▶ Text:

In addition to training, mannequins have been used for research and airway device evaluation. To study airway devices in mannequins rather than humans means institutional review board approval is not needed, data collection is quick, and confounding variables are minimized. There are some settings appropriate for mannequin studies, such as airway management of victims with limited airway access or those rescued from a simulated toxic environment.6,7There has been a proliferation of publications evaluating airway devices in airway simulators and mannequins. When Rai and Popat8found 57 publications in leading anesthesia journals describing mannequins used to evaluate or compare airway devices, they also found that few of these articles were followed by studies comparing the devices in humans. We must remember that performance of airway devices in mannequins is a means to an end, not an end itself.

(Dataset excerpts)
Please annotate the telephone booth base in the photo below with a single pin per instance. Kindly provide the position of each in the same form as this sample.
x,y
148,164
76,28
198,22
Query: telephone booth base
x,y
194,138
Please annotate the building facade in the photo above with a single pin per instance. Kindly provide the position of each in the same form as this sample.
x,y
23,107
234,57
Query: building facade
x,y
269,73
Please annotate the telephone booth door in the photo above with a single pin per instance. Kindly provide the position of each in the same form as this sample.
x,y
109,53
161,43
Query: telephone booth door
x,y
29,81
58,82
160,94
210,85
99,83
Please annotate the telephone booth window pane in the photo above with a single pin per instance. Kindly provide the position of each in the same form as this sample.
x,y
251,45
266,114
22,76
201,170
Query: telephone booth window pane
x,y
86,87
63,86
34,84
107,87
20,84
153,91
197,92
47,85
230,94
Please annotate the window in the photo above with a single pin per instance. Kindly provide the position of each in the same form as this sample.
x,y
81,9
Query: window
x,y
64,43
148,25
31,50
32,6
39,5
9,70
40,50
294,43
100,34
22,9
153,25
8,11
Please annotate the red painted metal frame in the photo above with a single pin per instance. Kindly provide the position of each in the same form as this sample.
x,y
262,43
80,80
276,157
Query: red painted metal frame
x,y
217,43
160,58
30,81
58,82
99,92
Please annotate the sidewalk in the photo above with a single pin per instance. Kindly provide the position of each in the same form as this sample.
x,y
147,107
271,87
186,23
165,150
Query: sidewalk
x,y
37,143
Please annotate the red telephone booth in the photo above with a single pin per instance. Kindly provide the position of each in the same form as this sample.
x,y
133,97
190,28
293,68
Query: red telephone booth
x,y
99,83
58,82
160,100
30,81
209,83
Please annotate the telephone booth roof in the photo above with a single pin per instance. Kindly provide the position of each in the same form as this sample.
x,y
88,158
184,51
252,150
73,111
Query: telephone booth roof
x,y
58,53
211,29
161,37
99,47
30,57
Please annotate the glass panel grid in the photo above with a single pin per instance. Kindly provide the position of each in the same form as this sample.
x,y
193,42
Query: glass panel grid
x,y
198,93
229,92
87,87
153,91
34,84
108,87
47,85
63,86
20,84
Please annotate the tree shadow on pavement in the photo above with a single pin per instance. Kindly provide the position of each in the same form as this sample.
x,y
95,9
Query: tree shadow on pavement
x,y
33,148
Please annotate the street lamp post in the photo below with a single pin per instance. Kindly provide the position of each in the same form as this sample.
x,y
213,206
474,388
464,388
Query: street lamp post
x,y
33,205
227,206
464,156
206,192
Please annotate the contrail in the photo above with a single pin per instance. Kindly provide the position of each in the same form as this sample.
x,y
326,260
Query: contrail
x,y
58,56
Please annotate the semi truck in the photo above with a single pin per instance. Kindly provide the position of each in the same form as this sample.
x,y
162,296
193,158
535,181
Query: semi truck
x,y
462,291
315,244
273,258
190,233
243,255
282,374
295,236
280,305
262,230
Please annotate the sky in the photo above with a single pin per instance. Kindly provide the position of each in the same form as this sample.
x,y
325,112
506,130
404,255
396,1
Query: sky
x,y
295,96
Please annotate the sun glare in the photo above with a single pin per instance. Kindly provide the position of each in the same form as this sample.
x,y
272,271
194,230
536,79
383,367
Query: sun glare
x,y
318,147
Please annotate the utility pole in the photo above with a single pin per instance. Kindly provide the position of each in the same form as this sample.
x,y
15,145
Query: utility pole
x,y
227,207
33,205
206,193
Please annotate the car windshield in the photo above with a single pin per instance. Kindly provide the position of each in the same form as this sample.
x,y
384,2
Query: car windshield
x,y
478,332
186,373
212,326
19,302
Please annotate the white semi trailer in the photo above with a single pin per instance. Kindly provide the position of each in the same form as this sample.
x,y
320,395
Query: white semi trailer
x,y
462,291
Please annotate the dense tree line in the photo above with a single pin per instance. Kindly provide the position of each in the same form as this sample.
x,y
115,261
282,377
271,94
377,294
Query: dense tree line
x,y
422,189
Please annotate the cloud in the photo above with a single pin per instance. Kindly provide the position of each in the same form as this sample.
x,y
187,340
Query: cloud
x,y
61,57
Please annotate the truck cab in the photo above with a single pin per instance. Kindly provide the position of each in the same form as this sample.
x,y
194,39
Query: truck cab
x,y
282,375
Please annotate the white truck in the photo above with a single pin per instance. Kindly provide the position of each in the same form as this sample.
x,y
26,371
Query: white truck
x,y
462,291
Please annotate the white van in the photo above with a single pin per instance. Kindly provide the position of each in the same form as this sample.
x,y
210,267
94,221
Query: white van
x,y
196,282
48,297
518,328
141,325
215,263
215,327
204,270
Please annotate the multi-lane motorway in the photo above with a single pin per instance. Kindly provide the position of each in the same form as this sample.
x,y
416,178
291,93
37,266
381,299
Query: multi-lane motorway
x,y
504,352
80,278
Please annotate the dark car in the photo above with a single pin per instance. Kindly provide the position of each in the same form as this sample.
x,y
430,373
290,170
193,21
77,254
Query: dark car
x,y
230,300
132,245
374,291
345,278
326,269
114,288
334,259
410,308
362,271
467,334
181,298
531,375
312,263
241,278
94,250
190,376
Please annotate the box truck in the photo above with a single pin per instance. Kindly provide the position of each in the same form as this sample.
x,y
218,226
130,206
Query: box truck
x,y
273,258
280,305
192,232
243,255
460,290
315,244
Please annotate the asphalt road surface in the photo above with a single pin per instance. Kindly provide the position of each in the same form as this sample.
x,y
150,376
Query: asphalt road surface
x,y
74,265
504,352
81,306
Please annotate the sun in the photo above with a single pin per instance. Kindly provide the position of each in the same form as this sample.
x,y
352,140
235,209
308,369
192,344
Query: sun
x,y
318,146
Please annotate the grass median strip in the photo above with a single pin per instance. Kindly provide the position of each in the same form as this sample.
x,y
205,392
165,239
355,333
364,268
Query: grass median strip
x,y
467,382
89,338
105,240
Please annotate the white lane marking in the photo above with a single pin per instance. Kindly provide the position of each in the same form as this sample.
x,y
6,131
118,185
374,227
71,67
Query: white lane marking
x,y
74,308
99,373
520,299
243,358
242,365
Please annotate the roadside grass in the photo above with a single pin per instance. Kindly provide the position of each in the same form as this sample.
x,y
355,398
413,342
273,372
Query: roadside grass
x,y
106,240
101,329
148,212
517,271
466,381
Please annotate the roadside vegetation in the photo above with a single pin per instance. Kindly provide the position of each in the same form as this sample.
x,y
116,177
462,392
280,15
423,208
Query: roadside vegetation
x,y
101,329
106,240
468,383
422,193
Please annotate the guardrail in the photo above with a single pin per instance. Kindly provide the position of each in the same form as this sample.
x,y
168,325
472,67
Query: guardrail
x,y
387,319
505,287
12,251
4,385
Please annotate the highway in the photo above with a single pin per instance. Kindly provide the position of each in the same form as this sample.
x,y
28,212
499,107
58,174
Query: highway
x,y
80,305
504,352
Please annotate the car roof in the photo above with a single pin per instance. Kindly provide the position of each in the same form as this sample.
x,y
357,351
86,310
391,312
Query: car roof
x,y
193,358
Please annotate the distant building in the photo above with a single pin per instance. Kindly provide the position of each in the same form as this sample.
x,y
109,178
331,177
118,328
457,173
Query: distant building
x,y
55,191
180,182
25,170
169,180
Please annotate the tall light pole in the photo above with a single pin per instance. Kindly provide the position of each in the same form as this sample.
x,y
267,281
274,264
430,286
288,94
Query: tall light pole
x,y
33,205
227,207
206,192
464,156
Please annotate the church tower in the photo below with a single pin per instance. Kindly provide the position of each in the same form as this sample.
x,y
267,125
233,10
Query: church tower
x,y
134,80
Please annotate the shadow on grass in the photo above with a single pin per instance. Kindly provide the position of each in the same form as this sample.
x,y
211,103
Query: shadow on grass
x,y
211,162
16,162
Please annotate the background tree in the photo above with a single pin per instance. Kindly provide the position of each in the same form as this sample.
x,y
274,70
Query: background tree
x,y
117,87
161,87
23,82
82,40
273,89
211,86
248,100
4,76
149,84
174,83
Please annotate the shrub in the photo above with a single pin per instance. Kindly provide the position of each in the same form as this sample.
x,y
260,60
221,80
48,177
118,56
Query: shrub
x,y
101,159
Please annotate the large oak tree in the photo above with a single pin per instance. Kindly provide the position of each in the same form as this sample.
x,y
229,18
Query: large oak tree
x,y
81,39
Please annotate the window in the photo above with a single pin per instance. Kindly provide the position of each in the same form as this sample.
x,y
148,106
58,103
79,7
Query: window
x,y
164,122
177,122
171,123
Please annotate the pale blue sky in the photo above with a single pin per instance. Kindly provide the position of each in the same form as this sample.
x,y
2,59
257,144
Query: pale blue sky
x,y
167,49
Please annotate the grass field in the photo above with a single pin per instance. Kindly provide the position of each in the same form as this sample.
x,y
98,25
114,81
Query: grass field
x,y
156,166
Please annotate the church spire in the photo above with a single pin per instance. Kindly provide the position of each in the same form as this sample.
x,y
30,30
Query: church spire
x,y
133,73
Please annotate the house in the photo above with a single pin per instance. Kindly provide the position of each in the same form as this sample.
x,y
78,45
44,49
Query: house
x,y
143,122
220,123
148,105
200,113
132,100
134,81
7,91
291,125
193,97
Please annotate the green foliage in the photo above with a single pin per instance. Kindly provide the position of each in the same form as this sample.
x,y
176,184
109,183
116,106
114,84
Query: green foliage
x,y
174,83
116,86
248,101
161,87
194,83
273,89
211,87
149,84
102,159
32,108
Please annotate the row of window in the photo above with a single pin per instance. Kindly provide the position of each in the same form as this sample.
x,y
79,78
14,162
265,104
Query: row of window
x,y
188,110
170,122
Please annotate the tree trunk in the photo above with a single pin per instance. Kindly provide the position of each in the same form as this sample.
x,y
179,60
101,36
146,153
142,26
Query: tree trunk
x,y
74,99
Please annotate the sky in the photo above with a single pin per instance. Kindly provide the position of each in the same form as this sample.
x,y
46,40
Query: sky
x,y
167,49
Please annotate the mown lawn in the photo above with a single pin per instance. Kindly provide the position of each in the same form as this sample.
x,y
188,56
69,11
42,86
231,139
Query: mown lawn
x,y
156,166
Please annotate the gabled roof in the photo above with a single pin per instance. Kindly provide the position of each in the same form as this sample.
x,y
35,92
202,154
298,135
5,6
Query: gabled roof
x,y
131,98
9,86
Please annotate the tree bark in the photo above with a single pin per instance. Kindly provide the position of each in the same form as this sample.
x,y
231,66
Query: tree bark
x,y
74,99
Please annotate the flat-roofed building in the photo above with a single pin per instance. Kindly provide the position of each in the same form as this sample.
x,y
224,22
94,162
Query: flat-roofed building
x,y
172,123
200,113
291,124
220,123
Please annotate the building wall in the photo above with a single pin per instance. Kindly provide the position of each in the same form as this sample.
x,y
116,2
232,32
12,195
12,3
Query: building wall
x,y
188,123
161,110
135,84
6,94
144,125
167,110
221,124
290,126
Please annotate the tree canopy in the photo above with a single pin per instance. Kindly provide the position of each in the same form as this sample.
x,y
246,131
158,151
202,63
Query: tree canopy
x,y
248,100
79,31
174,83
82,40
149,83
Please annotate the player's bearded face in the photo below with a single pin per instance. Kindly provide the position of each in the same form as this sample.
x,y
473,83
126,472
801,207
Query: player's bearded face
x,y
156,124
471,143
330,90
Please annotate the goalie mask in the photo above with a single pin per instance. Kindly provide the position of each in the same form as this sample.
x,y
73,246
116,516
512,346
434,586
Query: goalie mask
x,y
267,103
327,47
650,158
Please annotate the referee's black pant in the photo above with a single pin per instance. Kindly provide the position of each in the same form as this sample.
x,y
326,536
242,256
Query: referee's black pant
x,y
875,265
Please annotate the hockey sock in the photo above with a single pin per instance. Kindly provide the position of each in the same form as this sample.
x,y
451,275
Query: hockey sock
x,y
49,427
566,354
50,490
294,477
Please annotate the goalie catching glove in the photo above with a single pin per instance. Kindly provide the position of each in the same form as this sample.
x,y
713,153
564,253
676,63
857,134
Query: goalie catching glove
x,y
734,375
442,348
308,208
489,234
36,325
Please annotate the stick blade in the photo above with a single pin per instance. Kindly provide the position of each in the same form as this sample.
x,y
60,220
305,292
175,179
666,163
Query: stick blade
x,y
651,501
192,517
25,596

▶ Task 1:
Answer these questions from the text on airway mannequins:
(a) Besides training, what two uses of mannequins does it name?
(b) How many publications did Rai and Popat find in leading anesthesia journals?
(c) What approval is not needed when airway devices are studied in mannequins rather than humans?
▶ Task 2:
Decide whether each statement agrees with the text on airway mannequins. Answer yes or no, and quote the deciding words.
(a) Studying airway devices in mannequins requires institutional review board approval.
(b) Most of the articles Rai and Popat found were later followed by studies comparing the devices in humans.
(c) Airway management of victims rescued from a simulated toxic environment is given as a setting appropriate for mannequin studies.
▶ Task 3:
Write the next paragraph of the text on airway mannequins, continuing from its final sentence.
The data has no connection to the text on airway mannequins.

▶ Expected answer 1:
(a) Research and airway device evaluation.
(b) 57.
(c) Institutional review board approval.

▶ Expected answer 2:
(a) No: "institutional review board approval is not needed"
(b) No: "few of these articles were followed by studies comparing the devices in humans"
(c) Yes: "There are some settings appropriate for mannequin studies, such as airway management of victims with limited airway access or those rescued from a simulated toxic environment."

▶ Expected answer 3:
In 2003 Cook proposed a three-step process for evaluation of an airway device. A new device is first evaluated on specifically designed mannequins. Then a safety and efficacy study is performed. After that the device is compared in a randomized controlled trial with currently used devices of the same class.9
Cook contacted the manufacturers of seven recently introduced devices and asked in how many humans had the device been tested before marketing began. The four companies that replied reported studies in 60–600 patients before marketing. I know from personal experience that a novel airway device developed using airway simulators required major revisions after being tested on cadavers. Given the discrepancy between human anatomy and the dimensions of the airway simulators, it is not surprising that these devices are a frustrating platform for prototype development. Perhaps one of the reasons the laryngeal mask airway was so successful was that it was based on anatomic specimens rather than tests with mannequins.10If the airway simulators and trainers tested in the study by Schebesta et al. had been used, it is unlikely that Brain would have found his device satisfactory.11
The authors of this month's article encourage the reader to question our assumptions about the role of airway simulators in training and research. In the end, we do the best with the tools we have. If my grandfather were alive, I believe he would recognize that airway trainers and simulators are powerful and effective tools for specific tasks. After acknowledging their utility, he would tell me to be sure I understand how they are misused and how they might hurt or mislead us.